Directions:
Number the records as a list, from their first line through the line holding "(1005, 235)", inclusive. Leave out any blank lines.

Task inputs:
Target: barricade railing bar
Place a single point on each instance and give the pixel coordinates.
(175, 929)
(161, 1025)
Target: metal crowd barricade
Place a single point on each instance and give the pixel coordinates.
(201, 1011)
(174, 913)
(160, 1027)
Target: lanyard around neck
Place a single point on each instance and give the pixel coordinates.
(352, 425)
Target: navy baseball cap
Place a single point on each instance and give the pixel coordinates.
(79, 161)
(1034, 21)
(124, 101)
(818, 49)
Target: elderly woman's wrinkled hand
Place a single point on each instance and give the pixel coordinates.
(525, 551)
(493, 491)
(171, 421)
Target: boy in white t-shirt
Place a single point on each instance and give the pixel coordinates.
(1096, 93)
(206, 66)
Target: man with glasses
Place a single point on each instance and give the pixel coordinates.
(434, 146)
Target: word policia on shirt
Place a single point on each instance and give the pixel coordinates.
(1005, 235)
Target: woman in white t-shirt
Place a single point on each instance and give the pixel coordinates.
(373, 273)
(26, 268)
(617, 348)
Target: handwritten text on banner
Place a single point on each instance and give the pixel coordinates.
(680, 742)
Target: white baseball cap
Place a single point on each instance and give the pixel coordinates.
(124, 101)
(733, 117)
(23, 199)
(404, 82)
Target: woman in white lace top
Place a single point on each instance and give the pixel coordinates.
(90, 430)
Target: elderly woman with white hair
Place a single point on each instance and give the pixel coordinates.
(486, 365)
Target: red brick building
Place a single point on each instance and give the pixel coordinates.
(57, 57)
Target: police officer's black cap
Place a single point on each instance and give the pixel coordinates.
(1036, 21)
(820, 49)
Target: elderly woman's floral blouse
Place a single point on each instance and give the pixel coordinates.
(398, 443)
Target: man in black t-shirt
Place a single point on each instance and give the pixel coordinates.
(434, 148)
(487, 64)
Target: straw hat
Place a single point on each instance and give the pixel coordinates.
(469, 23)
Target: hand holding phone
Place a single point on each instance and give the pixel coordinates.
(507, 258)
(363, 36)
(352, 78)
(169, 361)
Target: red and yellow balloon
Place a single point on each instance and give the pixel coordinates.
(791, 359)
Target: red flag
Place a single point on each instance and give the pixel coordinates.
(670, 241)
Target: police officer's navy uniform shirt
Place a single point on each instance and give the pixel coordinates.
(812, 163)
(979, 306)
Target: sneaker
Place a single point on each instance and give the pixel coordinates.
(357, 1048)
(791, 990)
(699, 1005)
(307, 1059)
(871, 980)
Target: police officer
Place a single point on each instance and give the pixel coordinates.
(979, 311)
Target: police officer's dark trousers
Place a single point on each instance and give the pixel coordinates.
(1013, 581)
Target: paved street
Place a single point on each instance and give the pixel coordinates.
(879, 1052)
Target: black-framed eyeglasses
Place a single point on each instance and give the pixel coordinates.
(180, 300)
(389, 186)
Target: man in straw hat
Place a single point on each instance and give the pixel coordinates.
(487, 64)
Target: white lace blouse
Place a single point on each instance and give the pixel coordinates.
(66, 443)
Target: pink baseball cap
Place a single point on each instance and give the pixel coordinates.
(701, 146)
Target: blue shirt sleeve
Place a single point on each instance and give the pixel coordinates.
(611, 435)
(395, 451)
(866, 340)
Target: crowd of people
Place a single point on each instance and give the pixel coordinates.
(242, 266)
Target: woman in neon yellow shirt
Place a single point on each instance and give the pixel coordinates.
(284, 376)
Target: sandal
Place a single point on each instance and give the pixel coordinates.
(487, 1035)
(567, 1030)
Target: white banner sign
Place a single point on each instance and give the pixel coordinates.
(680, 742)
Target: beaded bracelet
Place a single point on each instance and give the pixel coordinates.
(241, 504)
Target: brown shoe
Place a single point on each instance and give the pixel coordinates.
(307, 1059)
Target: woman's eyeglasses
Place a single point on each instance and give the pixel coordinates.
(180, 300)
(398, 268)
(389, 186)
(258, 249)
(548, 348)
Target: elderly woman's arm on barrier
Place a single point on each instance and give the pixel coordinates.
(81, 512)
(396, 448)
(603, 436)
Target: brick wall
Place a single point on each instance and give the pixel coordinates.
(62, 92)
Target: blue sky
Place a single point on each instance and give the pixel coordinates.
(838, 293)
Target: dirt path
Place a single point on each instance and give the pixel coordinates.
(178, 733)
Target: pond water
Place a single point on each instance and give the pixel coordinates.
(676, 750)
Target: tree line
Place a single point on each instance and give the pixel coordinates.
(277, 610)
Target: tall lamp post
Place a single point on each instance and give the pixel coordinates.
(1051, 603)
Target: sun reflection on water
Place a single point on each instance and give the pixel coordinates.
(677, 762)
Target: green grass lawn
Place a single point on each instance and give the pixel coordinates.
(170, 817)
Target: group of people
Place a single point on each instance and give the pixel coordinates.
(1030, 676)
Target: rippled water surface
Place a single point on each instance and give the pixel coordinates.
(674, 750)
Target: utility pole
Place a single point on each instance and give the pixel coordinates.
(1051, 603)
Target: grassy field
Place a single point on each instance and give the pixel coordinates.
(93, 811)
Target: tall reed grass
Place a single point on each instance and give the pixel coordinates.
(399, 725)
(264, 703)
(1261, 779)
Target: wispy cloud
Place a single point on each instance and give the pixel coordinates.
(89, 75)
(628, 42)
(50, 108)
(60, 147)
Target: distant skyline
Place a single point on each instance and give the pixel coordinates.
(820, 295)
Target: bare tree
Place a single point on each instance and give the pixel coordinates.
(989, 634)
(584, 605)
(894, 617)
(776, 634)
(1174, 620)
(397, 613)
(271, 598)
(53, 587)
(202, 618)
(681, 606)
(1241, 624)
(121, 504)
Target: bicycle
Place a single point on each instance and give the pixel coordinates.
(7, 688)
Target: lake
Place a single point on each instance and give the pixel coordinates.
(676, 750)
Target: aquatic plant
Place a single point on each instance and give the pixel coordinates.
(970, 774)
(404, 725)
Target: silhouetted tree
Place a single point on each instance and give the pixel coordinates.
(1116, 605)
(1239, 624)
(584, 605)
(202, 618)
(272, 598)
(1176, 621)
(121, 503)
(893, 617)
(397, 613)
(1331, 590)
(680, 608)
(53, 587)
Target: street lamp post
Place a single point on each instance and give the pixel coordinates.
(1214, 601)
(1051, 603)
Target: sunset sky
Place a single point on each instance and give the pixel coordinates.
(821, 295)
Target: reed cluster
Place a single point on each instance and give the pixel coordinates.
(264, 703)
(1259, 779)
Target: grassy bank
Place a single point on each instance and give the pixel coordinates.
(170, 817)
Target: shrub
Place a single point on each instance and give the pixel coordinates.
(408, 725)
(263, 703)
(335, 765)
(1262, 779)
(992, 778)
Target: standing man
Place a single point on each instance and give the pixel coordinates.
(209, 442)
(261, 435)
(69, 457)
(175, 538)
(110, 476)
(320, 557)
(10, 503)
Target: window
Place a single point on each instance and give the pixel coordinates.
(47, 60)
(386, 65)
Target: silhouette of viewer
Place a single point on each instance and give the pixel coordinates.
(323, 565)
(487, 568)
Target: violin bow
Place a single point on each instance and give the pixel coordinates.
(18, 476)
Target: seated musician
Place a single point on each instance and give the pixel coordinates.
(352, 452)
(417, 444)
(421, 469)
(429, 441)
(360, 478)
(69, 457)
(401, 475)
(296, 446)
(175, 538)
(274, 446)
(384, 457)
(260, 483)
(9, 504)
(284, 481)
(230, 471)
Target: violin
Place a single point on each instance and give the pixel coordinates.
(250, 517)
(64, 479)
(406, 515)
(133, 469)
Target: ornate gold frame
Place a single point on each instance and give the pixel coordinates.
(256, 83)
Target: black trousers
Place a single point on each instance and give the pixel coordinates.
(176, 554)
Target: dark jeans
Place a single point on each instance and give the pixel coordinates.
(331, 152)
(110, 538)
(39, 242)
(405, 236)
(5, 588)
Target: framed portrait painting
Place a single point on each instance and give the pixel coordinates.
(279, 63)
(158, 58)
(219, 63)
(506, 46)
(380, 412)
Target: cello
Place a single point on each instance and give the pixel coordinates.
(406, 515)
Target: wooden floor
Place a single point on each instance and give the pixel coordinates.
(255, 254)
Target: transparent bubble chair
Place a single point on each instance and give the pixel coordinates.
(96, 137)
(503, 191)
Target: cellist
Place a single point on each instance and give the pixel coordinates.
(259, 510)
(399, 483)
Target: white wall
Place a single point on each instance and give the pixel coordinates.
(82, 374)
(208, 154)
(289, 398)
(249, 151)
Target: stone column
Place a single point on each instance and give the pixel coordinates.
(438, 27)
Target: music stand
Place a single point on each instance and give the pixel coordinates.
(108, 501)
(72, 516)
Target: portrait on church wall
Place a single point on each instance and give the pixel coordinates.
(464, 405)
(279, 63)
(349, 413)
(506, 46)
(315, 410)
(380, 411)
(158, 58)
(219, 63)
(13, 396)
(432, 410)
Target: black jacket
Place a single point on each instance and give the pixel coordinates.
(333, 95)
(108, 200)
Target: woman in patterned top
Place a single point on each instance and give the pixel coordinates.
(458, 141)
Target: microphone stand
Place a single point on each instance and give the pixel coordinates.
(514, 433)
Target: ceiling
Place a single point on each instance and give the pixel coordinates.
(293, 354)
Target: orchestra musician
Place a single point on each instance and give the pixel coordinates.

Worked answer:
1. Target: barricade railing bar
2. Place a single point on each instance and give the pixel coordinates.
3. (175, 929)
4. (161, 1025)
5. Target: metal crowd barricade
6. Place a single point on each instance and give the pixel coordinates.
7. (201, 1011)
8. (174, 913)
9. (160, 1027)
10. Target: lanyard around neck
11. Place a single point on each instance and give the pixel coordinates.
12. (352, 425)
13. Target: navy baseball cap
14. Place a single point on each instance and give the pixel coordinates.
15. (79, 161)
16. (1034, 21)
17. (124, 101)
18. (818, 49)
19. Target: elderly woman's wrinkled hand
20. Place a single point on each instance and give the pixel coordinates.
21. (525, 551)
22. (493, 491)
23. (171, 421)
24. Target: boy in white t-shirt
25. Place a single point on each instance and give the pixel coordinates.
26. (1096, 93)
27. (206, 66)
28. Target: man with glasses
29. Place a single point on each instance and give the pixel coordinates.
30. (434, 146)
31. Target: word policia on shirt
32. Place a single point on each instance and give the pixel coordinates.
33. (1005, 235)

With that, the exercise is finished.